WHAT IS REQUIRED: Look through the entries below and report every line that has "pair".

DATA FOR PROCESSING:
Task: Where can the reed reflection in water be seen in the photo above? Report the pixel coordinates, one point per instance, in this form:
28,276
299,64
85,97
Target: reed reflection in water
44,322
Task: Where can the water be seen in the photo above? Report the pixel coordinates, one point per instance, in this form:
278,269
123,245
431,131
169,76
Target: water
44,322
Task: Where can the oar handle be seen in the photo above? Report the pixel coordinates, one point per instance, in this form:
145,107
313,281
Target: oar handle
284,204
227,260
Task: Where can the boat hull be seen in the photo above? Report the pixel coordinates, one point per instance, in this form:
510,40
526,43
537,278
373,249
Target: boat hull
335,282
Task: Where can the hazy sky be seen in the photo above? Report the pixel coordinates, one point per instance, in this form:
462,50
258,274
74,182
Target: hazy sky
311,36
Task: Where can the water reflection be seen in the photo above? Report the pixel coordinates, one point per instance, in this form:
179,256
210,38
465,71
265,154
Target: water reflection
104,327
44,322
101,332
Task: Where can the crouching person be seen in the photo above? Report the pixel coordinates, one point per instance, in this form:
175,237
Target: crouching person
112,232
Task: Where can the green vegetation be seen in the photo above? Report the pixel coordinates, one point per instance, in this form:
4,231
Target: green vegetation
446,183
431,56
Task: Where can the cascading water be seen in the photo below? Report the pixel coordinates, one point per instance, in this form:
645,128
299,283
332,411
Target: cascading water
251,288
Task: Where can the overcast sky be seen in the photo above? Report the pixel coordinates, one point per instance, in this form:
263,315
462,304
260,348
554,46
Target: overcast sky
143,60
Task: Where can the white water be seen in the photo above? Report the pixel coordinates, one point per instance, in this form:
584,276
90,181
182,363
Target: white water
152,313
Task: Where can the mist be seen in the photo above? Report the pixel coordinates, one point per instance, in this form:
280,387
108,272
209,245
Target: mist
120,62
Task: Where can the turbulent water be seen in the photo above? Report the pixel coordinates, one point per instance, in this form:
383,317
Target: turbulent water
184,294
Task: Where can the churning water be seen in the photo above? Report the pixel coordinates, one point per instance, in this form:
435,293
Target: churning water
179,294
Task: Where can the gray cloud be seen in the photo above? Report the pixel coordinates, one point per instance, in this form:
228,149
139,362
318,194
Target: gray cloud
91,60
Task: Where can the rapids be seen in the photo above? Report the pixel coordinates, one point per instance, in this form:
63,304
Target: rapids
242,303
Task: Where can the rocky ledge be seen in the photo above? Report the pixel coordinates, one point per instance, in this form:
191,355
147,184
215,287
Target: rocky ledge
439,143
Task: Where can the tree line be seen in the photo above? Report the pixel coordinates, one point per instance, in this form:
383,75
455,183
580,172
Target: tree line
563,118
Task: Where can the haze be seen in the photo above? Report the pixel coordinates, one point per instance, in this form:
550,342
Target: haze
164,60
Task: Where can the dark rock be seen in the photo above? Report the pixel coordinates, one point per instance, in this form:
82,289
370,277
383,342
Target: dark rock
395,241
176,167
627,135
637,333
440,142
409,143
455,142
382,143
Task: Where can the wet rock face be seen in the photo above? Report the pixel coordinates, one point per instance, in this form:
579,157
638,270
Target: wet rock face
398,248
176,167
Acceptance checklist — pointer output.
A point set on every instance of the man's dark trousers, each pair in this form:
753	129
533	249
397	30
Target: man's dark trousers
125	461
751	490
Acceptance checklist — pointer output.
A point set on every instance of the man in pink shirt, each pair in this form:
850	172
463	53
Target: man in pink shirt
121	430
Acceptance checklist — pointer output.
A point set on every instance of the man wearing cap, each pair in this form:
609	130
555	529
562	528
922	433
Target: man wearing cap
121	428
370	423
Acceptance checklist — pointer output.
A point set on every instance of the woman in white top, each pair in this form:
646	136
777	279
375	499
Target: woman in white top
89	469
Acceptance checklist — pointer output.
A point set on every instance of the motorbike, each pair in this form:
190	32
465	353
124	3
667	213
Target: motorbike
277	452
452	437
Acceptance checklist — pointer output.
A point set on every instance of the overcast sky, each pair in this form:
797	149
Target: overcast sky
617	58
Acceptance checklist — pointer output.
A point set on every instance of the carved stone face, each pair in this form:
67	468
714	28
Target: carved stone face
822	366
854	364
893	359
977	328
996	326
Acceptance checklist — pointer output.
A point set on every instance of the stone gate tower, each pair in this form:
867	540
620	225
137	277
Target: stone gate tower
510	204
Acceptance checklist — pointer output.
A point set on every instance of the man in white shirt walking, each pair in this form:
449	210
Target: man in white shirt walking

SOLUTION TO THE EXERCISE:
A point set on every instance of the man's dark trousers, each pair in this form:
A point set on every instance of the man in pink shirt, each pair in this form:
A point set on every instance of the man wearing cap, each pair in this form:
A point set on every instance of the woman in white top, each pair in this form:
A point set on every instance of the motorbike, each pair in this form:
A point set on every instance of the overcast sky, each pair in this form:
A point set on every instance of the carved stone face, each pair in this form:
A point set on every instance of the stone gate tower, each pair in this form:
A point set on every instance of the man in white shirt walking, each pair in this form:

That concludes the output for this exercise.